- CHECK YOUR UNDERSTANDING:
A. Write out the review's text between "Brooklyn, New York" and "but primitive work.", inclusive.
B. Summarize the review in two sentences.

- SELECTED PASSAGE:

S. Diamond: Bydlo/Ballet of Unhatched Chciks

Pictures at a 21st Century Exhibition

Review by Harry Rolnick

The Firehouse Space  (01/14/2017)
Brooklyn, New York   

Modest Mussorgsky/Stuart Diamond/Don Slepian: Impressions of an Exhibition 
Electric Diamond: Stuart Diamond (Electronic Wind Instrument, Videos), Don Slepian (Electronic Keyboard)

Why did the extraordinary Modest Mussorgsky drink himself to death? Perhaps because nobody ever left his music alone. Every composer, major and minor, took his excellent work, to re-write, re-orchestrate, fragment, dissolve and resurrect his inspiration into their inspiration. Rimsky, Cui, Balakirev, Borodin and Shostakovich were amongst the few who felt he needed a little “brushing up”, or erasing his well-meaning but primitive work.

To which this admirer has to say, “Hah!”

And when it came to that singular, inimitable piano masterwork, Pictures at an Exhibition, everybody thought they could give it an extra flair by setting it to an orchestra. Maurice Ravel was the most famous, of course, but Stokowski, Henry Wood and some Finnish composer have tried their hands. A Japanese artist plays the whole piece (quite convincingly) on his guitar. Next month at the 92nd Street Y, Gidon Kremer will play his own arrangement for string orchestra.

And last night, at the Firehouse in Brooklyn, that supremely prodigious composer Stuart Diamond played Pictures on an EWI, standing for Electronic Wind Instrument, a complete computer wrapped up in an instrument resembling a bamboo clarinet. And the sounds are–thanks to various machinations of the performer–well, like every instrument ever invented, with a range from lowest bass tuba to highest piccolo, and presumably beyond that.

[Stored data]
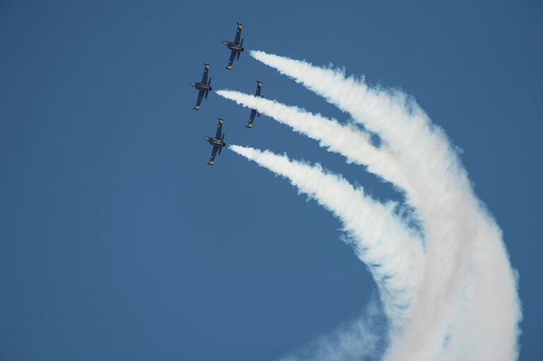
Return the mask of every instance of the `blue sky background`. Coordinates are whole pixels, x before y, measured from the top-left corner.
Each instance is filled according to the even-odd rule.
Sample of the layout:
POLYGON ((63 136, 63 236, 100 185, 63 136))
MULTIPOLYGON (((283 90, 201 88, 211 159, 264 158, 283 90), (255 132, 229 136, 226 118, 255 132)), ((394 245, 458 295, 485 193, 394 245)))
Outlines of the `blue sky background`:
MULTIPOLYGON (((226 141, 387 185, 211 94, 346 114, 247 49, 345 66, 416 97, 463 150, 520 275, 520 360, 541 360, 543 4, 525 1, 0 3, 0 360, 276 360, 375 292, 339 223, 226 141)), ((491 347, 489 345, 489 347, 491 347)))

--

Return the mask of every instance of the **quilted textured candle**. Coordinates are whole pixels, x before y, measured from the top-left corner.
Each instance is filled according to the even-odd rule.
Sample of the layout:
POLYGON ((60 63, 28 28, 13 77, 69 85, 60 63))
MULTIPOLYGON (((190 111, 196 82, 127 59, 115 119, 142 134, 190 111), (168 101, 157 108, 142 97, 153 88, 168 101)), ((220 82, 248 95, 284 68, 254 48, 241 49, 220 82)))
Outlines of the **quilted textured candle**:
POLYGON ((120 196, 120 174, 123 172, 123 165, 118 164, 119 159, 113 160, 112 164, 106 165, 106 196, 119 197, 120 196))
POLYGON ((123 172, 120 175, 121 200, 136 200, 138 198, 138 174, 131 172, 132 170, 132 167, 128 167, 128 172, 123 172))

- ANSWERS TO THE EXERCISE:
A.
Brooklyn, New York   

Modest Mussorgsky/Stuart Diamond/Don Slepian: Impressions of an Exhibition 
Electric Diamond: Stuart Diamond (Electronic Wind Instrument, Videos), Don Slepian (Electronic Keyboard)

Why did the extraordinary Modest Mussorgsky drink himself to death? Perhaps because nobody ever left his music alone. Every composer, major and minor, took his excellent work, to re-write, re-orchestrate, fragment, dissolve and resurrect his inspiration into their inspiration. Rimsky, Cui, Balakirev, Borodin and Shostakovich were amongst the few who felt he needed a little “brushing up”, or erasing his well-meaning but primitive work.

B. Many composers have reworked Mussorgsky's music, and several have arranged his piano piece Pictures at an Exhibition for orchestra or other forces, with Ravel's version the best known. At the Firehouse in Brooklyn, Stuart Diamond played Pictures on an Electronic Wind Instrument, a computer built into something like a bamboo clarinet, whose sounds range from the lowest bass tuba to the highest piccolo.